- Excerpts of pointing data:
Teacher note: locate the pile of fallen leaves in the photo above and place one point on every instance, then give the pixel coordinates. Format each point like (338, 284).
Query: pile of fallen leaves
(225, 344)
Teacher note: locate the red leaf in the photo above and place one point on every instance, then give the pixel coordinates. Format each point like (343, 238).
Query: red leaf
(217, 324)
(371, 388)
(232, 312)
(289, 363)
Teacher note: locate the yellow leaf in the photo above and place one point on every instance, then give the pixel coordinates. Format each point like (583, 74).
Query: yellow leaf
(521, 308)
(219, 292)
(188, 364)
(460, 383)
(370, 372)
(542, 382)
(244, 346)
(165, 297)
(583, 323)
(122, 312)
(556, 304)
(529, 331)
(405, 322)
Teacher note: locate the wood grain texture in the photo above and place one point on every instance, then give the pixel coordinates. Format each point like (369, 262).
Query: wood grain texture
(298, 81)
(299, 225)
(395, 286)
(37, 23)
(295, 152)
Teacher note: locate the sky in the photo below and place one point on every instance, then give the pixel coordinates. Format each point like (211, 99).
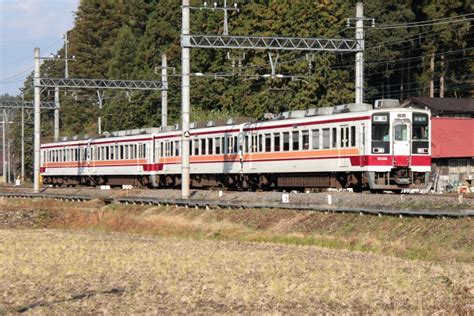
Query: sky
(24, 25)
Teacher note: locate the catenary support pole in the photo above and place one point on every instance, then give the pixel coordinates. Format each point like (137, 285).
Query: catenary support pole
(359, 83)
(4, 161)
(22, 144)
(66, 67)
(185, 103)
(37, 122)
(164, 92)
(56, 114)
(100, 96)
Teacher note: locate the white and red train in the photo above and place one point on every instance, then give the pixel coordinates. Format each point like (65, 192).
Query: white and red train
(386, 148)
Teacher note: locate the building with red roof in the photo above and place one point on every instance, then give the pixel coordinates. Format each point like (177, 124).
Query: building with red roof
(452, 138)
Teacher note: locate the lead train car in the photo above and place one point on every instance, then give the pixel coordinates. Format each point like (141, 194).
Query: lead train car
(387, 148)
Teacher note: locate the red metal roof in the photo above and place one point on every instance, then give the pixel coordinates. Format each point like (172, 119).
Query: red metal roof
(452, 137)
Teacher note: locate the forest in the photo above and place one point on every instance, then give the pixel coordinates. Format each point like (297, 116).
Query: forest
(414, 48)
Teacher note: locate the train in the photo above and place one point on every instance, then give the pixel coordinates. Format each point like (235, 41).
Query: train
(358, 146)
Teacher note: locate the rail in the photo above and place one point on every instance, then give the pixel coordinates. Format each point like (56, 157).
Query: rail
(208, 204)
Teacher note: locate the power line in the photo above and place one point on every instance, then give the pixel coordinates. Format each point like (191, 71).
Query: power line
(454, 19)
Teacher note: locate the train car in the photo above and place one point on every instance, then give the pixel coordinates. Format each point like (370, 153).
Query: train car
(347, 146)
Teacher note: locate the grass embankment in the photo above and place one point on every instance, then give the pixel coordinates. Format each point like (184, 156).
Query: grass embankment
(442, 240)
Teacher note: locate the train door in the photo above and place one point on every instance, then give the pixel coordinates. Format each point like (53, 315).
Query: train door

---

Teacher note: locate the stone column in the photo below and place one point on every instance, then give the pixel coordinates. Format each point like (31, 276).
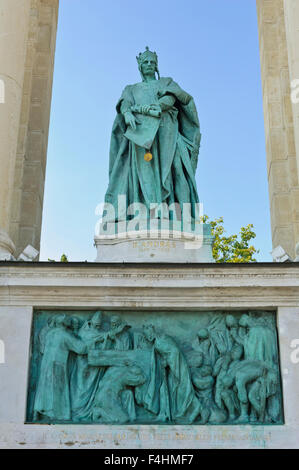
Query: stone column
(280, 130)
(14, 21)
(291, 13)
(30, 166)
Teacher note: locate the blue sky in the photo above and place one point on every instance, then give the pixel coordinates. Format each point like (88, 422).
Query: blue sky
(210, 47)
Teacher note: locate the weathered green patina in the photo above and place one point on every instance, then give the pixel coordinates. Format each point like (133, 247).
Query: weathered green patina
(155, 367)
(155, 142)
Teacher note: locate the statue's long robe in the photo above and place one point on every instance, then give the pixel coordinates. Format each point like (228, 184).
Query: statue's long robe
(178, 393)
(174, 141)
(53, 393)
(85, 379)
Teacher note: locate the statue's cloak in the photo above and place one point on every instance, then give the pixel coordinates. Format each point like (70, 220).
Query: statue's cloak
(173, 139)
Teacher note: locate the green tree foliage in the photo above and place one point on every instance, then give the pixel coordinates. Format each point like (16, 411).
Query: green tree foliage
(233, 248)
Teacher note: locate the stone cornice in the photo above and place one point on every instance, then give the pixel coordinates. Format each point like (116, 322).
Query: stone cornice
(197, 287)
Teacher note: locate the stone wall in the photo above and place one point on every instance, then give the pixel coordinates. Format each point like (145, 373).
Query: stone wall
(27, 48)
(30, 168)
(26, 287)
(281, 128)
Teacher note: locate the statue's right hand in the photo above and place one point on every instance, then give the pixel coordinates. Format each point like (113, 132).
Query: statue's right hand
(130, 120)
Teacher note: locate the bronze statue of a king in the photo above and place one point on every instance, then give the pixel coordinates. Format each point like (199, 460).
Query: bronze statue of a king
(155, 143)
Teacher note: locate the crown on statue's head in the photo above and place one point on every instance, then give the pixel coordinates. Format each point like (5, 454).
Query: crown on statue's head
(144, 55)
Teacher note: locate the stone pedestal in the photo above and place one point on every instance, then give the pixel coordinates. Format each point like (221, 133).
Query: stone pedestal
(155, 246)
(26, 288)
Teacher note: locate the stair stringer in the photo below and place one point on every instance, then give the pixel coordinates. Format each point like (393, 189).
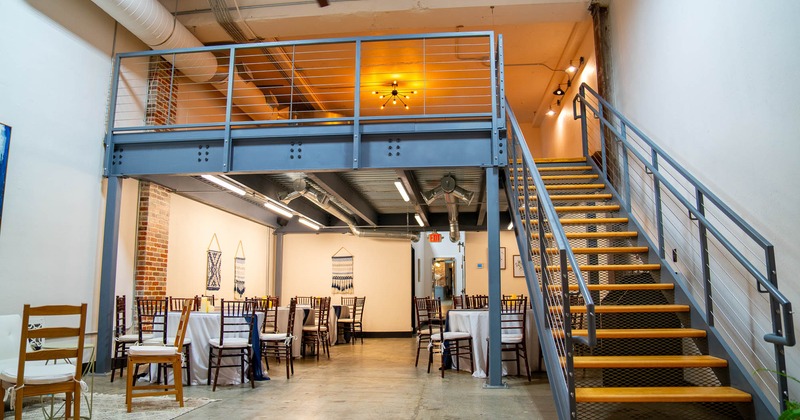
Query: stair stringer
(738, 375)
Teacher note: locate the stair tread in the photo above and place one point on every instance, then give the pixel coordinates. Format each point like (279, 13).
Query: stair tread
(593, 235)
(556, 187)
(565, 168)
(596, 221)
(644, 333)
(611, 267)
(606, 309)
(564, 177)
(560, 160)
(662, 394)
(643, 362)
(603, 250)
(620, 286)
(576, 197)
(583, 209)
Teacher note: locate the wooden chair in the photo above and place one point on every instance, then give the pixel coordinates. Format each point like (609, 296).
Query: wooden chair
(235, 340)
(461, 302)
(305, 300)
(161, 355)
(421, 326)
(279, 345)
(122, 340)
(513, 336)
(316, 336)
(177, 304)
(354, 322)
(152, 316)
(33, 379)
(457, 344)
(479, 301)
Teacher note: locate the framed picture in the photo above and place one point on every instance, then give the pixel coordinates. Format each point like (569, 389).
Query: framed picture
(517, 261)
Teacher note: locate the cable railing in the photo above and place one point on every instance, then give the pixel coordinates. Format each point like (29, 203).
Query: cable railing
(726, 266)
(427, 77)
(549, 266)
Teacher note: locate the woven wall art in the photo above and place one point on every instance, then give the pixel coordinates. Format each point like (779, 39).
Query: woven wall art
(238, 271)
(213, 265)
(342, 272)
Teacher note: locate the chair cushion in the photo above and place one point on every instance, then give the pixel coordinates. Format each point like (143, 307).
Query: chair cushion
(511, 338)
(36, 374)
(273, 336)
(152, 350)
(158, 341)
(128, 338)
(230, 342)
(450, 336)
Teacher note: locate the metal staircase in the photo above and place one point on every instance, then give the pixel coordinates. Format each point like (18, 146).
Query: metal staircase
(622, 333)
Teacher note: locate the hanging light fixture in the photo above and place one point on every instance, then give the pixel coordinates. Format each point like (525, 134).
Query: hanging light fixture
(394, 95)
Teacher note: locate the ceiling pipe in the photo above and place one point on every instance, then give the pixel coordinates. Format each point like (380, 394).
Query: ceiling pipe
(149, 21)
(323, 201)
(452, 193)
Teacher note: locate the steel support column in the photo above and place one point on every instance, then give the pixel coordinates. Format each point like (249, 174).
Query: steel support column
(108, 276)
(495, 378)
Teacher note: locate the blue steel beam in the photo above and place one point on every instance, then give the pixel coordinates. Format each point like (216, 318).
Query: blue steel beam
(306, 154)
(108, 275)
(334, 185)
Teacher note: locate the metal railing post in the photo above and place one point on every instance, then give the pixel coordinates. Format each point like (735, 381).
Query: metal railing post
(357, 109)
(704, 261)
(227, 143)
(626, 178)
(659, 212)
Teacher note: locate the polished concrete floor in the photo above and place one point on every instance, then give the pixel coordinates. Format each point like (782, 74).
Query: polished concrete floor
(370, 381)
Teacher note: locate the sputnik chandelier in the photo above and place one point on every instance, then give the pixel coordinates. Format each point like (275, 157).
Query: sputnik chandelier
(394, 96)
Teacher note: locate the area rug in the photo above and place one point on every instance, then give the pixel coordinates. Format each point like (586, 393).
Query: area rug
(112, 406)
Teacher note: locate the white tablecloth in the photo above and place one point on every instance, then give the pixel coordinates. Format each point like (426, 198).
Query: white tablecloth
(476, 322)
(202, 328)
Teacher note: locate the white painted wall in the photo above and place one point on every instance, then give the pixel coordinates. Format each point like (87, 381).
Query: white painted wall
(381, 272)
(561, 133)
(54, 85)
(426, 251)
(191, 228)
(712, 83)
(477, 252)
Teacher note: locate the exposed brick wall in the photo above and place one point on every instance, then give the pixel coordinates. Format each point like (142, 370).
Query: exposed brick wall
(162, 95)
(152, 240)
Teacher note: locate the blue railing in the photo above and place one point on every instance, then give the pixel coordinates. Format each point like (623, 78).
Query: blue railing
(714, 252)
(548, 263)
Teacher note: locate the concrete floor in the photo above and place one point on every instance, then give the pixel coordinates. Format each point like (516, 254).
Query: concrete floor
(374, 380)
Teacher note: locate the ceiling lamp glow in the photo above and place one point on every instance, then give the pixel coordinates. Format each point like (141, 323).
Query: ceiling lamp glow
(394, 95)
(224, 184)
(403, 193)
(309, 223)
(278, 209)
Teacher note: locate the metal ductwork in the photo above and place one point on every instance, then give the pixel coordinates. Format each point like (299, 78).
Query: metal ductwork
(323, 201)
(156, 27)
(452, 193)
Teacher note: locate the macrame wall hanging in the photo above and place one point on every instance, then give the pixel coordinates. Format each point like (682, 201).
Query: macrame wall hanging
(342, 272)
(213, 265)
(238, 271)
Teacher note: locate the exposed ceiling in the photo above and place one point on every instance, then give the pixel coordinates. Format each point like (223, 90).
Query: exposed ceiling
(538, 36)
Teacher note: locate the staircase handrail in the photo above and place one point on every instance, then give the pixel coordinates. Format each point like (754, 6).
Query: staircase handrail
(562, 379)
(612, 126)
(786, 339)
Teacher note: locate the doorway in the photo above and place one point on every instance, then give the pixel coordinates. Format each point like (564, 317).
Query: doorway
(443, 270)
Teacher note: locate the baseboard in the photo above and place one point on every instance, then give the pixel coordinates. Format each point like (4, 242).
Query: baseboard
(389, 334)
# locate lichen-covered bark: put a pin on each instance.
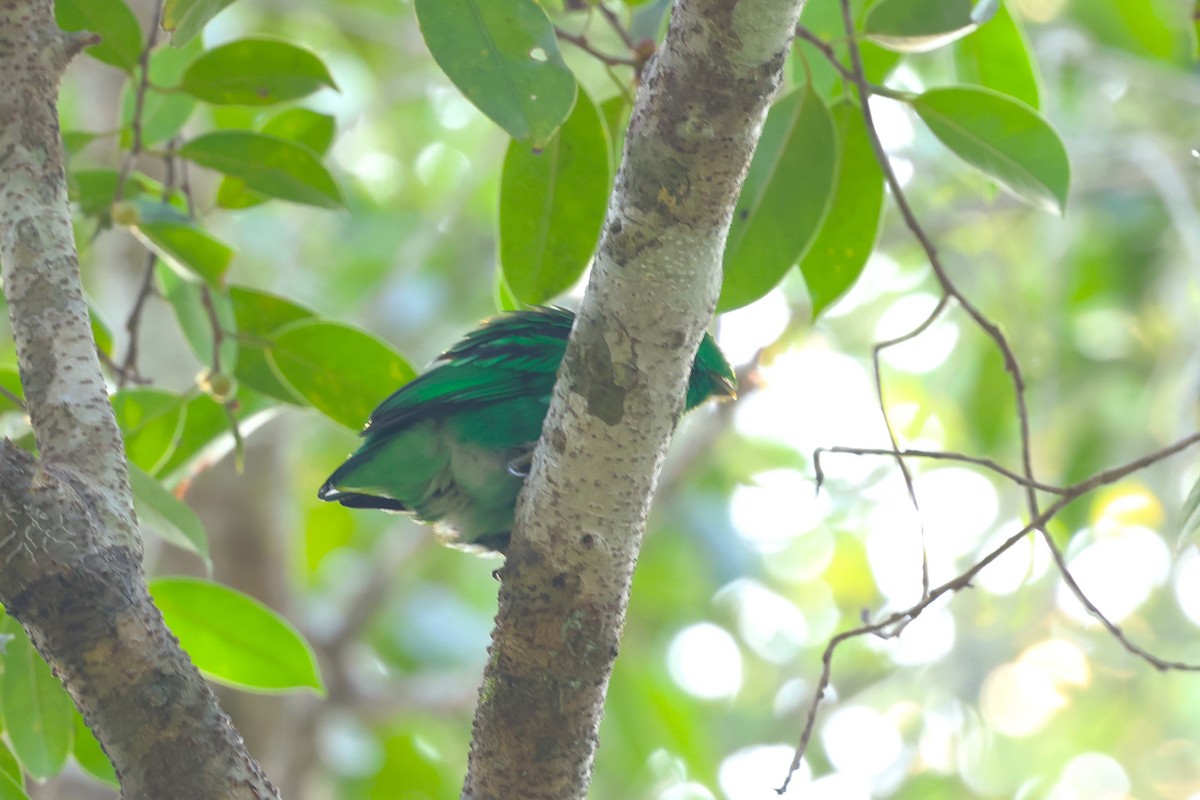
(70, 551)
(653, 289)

* * *

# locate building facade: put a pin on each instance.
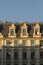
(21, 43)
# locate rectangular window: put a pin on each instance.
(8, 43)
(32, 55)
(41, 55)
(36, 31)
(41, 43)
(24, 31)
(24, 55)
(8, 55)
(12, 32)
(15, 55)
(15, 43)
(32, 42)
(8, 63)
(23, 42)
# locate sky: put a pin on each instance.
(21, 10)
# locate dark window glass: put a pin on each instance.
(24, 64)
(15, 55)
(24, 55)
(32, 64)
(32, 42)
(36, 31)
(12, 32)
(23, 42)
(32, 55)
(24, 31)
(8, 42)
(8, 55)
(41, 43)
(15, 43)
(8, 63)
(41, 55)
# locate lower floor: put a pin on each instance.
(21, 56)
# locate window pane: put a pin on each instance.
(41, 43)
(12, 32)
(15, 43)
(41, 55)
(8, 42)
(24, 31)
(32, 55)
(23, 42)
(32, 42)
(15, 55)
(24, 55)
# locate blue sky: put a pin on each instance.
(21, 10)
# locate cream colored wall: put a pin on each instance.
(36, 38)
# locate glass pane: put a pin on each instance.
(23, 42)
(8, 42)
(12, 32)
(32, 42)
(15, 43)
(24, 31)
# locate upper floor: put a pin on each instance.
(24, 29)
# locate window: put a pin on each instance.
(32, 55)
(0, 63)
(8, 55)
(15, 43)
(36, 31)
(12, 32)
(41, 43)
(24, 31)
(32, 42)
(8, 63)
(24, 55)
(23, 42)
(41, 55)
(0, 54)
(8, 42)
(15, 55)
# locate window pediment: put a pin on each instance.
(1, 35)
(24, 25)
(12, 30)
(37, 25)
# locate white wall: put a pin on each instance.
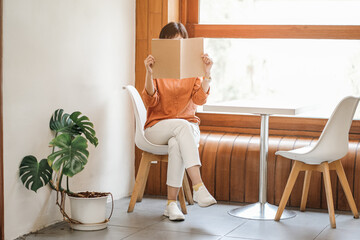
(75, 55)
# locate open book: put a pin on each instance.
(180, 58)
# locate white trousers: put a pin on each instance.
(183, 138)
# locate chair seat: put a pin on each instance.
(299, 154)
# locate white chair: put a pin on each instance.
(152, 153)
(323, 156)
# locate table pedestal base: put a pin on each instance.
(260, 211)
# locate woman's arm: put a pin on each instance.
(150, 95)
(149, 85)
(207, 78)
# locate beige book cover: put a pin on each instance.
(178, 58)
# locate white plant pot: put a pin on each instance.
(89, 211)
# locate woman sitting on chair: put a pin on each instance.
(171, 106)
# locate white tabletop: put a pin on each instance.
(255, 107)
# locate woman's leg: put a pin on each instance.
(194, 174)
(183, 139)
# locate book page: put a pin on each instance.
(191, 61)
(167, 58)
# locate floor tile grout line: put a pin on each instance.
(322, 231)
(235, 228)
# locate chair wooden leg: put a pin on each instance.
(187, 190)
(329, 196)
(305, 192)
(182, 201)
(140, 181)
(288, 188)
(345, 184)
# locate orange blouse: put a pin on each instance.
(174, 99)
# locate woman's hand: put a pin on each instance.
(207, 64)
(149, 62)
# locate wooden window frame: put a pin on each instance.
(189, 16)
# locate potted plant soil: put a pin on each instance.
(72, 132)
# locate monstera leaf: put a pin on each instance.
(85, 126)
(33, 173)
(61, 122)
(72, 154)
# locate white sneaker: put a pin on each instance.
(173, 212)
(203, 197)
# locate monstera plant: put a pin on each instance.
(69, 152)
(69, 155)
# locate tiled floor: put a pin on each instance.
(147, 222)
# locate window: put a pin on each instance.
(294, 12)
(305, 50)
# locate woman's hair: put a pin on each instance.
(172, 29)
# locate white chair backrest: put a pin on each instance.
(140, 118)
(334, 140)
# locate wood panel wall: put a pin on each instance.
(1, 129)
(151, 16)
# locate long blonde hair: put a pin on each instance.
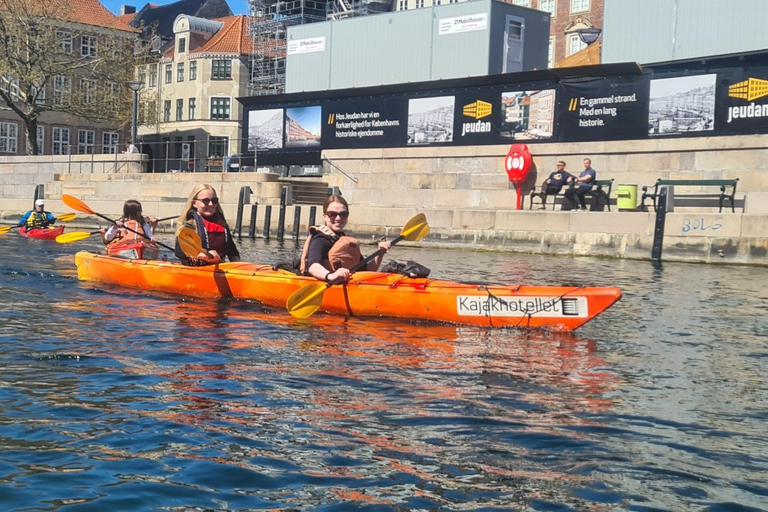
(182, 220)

- Given task:
How many lines of the items contain the word "cornice"? Matching is case-sensitive; give the number alone.

- Reply:
2